• **Directions for this task**:
Rewrite all of the items below, replacing "Return the outline" with "Trace the outline" wherever it occurs and leaving everything else unchanged.

• **Part of a data file**:
________________________________________

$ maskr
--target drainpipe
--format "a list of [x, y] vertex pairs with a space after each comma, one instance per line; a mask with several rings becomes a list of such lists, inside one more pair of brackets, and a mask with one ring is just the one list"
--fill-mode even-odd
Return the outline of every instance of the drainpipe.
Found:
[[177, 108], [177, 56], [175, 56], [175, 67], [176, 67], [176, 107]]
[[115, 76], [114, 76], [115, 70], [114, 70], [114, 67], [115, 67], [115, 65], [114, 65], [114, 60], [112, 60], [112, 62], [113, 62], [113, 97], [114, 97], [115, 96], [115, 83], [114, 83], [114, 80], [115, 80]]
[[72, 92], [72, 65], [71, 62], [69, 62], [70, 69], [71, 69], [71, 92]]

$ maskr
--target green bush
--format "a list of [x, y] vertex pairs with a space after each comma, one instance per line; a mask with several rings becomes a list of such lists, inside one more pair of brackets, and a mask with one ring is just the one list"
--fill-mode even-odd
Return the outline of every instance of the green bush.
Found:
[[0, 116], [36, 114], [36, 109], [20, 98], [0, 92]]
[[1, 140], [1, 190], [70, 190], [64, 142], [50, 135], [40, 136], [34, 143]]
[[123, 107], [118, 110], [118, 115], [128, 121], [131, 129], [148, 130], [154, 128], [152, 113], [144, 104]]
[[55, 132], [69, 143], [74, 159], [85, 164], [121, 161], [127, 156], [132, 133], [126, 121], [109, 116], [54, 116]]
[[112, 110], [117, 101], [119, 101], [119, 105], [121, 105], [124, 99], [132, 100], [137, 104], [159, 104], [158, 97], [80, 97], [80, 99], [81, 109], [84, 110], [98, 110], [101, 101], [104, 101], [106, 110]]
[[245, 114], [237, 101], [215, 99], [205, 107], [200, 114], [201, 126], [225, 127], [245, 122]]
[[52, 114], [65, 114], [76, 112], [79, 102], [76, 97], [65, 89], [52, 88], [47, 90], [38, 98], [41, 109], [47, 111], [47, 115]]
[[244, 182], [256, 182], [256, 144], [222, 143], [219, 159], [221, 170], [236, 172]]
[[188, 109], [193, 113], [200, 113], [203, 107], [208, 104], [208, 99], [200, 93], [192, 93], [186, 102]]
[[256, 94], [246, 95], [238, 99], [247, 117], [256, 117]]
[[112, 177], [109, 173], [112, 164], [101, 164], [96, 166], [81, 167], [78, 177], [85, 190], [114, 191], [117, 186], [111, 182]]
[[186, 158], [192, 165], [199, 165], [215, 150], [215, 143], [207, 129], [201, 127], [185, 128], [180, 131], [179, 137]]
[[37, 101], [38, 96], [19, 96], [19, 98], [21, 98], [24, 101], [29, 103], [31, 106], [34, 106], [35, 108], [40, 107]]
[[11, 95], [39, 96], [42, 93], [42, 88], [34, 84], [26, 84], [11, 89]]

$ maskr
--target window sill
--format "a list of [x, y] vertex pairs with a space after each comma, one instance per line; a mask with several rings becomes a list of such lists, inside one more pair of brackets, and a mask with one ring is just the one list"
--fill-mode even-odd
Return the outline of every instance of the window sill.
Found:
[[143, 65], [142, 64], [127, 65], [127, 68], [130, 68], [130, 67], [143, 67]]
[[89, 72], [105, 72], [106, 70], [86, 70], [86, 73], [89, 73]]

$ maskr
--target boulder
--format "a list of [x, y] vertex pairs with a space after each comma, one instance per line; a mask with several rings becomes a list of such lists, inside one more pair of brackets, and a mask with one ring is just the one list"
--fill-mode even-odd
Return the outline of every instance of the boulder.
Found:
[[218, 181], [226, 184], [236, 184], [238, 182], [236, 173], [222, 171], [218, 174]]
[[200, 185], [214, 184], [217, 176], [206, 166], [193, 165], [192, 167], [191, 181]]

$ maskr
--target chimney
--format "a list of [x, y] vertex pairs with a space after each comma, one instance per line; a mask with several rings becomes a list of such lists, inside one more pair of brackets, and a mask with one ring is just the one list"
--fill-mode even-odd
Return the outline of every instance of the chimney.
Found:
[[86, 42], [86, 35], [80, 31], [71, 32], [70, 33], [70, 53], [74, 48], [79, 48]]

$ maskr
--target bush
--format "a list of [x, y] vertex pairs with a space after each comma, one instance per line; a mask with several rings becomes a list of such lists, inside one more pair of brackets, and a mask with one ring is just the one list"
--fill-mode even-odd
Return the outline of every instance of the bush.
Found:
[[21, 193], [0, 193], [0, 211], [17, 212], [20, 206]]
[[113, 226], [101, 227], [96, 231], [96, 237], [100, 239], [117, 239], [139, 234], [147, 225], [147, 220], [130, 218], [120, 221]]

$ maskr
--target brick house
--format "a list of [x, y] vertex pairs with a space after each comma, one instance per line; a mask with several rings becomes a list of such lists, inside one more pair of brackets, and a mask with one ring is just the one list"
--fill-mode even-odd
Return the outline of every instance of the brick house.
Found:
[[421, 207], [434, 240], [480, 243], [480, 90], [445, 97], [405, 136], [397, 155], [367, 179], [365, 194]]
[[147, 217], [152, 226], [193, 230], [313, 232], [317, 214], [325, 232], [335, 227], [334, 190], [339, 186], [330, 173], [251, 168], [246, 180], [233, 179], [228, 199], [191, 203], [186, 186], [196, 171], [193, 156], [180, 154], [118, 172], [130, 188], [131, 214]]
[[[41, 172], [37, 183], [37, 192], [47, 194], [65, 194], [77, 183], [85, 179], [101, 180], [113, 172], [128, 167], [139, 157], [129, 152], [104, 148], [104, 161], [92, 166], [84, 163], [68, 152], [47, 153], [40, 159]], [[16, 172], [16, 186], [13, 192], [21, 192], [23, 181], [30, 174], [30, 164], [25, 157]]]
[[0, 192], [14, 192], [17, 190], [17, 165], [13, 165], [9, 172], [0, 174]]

________________________________________

• **Result of the task**:
$ maskr
--target drainpipe
--format "a list of [x, y] vertex pairs with a space after each comma, one instance per line; a mask with several rings becomes a list of such lists, inside one more pair of brackets, and a mask with one ring is just the one list"
--fill-mode even-odd
Trace the outline of every instance of the drainpipe.
Found:
[[177, 108], [177, 56], [175, 56], [175, 67], [176, 67], [176, 107]]
[[115, 76], [114, 76], [115, 70], [114, 70], [114, 67], [115, 67], [115, 65], [114, 65], [114, 60], [112, 60], [112, 62], [113, 62], [113, 97], [114, 97], [115, 96], [115, 83], [114, 83], [114, 80], [115, 80]]
[[72, 92], [72, 65], [71, 62], [69, 62], [70, 69], [71, 69], [71, 92]]

$ maskr
--target green bush
--format "a list of [x, y] vertex pairs with a space after each comma, one instance per line; a mask with several rings becomes a list of such lists, inside one more pair of brackets, and a mask with one ring is just the one list"
--fill-mode even-odd
Trace the outline of every instance of the green bush.
Found:
[[0, 116], [36, 114], [36, 109], [20, 98], [0, 92]]
[[1, 140], [1, 190], [70, 190], [64, 142], [50, 135], [40, 136], [34, 143]]
[[123, 107], [118, 110], [118, 115], [128, 121], [131, 129], [148, 130], [154, 128], [152, 113], [144, 104]]
[[55, 132], [69, 143], [74, 159], [85, 164], [121, 161], [127, 156], [132, 133], [126, 121], [109, 116], [54, 116]]
[[112, 110], [117, 101], [119, 101], [119, 105], [121, 105], [124, 99], [132, 100], [137, 104], [159, 104], [158, 97], [80, 97], [80, 99], [81, 109], [84, 110], [98, 110], [101, 101], [104, 101], [106, 110]]
[[245, 114], [237, 101], [215, 99], [205, 107], [200, 114], [201, 126], [225, 127], [245, 122]]
[[52, 114], [65, 114], [76, 112], [79, 102], [76, 97], [65, 89], [52, 88], [47, 90], [38, 98], [41, 109], [47, 111], [47, 115]]
[[244, 182], [256, 182], [256, 144], [222, 143], [219, 159], [221, 170], [236, 172]]
[[188, 109], [193, 113], [200, 113], [203, 107], [208, 104], [208, 99], [200, 93], [192, 93], [186, 102]]
[[256, 94], [246, 95], [238, 99], [247, 117], [256, 117]]
[[112, 177], [109, 173], [112, 164], [101, 164], [96, 166], [81, 167], [78, 177], [85, 190], [114, 191], [117, 186], [111, 182]]
[[186, 158], [192, 165], [199, 165], [215, 150], [215, 143], [207, 129], [201, 127], [185, 128], [180, 131], [179, 137]]
[[37, 101], [38, 96], [19, 96], [19, 98], [21, 98], [24, 101], [29, 103], [31, 106], [34, 106], [35, 108], [40, 107]]
[[11, 95], [39, 96], [42, 93], [42, 88], [34, 84], [26, 84], [11, 89]]

$ maskr
--target window sill
--format "a list of [x, y] vertex pairs with a space after each comma, one instance per line; a mask with several rings becomes a list of such lists, inside one more pair of brackets, and a mask with one ring is just the one list"
--fill-mode even-odd
Trace the outline of every instance of the window sill.
Found:
[[143, 65], [142, 64], [127, 65], [127, 68], [130, 68], [130, 67], [143, 67]]
[[89, 72], [105, 72], [106, 70], [86, 70], [86, 73], [89, 73]]

$ maskr
--target boulder
--format "a list of [x, y] vertex pairs with a space after each comma, one instance per line; a mask with several rings becomes a list of such lists, inside one more pair of brackets, and a mask with one ring is just the one list"
--fill-mode even-odd
Trace the outline of every instance of the boulder.
Found:
[[218, 181], [226, 184], [236, 184], [238, 182], [236, 173], [222, 171], [218, 174]]
[[200, 185], [214, 184], [217, 176], [206, 166], [193, 165], [192, 167], [191, 181]]

$ maskr
--target chimney
--format "a list of [x, y] vertex pairs with a space after each comma, one instance per line; a mask with several rings becomes a list of such lists, inside one more pair of brackets, and a mask with one ring is just the one list"
--fill-mode even-odd
Trace the outline of every instance of the chimney.
Found:
[[86, 42], [86, 35], [80, 31], [71, 32], [70, 33], [70, 53], [74, 48], [79, 48]]

$ maskr
--target bush
--format "a list of [x, y] vertex pairs with a space after each comma, one instance per line; a mask with several rings becomes a list of such lists, inside one more pair of brackets, and a mask with one ring is just the one list"
--fill-mode even-odd
Trace the outline of every instance of the bush.
Found:
[[21, 193], [0, 193], [0, 211], [17, 212], [20, 206]]
[[113, 226], [101, 227], [96, 231], [96, 237], [100, 239], [117, 239], [139, 234], [147, 225], [147, 220], [130, 218], [120, 221]]

$ maskr
--target brick house
--format "a list of [x, y] vertex pairs with a space after each comma, one instance per line; a mask with several rings becomes a list of such lists, inside one more pair of brackets, and a mask with one ring is just the one list"
--fill-mode even-odd
Trace the outline of every instance of the brick house.
Found:
[[421, 207], [434, 240], [480, 243], [480, 90], [445, 97], [405, 136], [397, 155], [367, 179], [365, 194]]
[[147, 217], [152, 226], [193, 230], [313, 232], [317, 214], [325, 232], [335, 227], [334, 190], [339, 186], [330, 173], [251, 168], [246, 180], [233, 179], [228, 199], [191, 203], [186, 186], [196, 171], [193, 156], [180, 154], [118, 172], [130, 188], [131, 214]]
[[[41, 172], [37, 183], [37, 192], [47, 194], [65, 194], [77, 183], [85, 179], [101, 180], [113, 172], [128, 167], [139, 157], [129, 152], [104, 148], [104, 161], [92, 166], [84, 163], [68, 152], [47, 153], [40, 159]], [[16, 172], [16, 186], [13, 192], [21, 192], [23, 181], [30, 174], [30, 164], [25, 157]]]
[[0, 192], [14, 192], [17, 190], [17, 165], [13, 165], [9, 172], [0, 174]]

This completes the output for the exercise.